■ **Task requirements**
In the data below, find every line with the string "hillside" and pull it out.

■ **Data provided**
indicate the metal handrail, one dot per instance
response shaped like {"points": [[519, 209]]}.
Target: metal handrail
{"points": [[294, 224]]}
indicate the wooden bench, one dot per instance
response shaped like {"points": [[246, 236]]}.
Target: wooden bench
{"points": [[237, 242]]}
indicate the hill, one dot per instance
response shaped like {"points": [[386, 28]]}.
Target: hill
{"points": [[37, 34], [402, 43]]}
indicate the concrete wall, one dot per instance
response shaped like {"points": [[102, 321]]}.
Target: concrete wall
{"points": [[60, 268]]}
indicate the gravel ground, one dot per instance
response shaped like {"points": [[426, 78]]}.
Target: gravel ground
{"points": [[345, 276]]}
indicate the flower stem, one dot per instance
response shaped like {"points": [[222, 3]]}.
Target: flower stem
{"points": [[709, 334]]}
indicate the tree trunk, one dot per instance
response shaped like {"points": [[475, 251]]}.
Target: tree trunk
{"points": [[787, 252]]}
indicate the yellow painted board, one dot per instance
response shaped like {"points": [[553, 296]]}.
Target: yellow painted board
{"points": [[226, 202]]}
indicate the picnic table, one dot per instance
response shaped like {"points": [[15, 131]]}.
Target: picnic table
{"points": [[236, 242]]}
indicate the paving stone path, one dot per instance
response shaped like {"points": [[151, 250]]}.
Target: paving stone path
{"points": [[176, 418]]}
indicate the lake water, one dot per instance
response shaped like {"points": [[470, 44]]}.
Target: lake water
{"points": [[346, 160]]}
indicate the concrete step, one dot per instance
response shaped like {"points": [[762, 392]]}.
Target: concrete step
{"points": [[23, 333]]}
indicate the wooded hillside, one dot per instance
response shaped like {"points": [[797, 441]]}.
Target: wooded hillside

■ **Exercise answer**
indicate the wooded hillside, one dot per instance
Target: wooded hillside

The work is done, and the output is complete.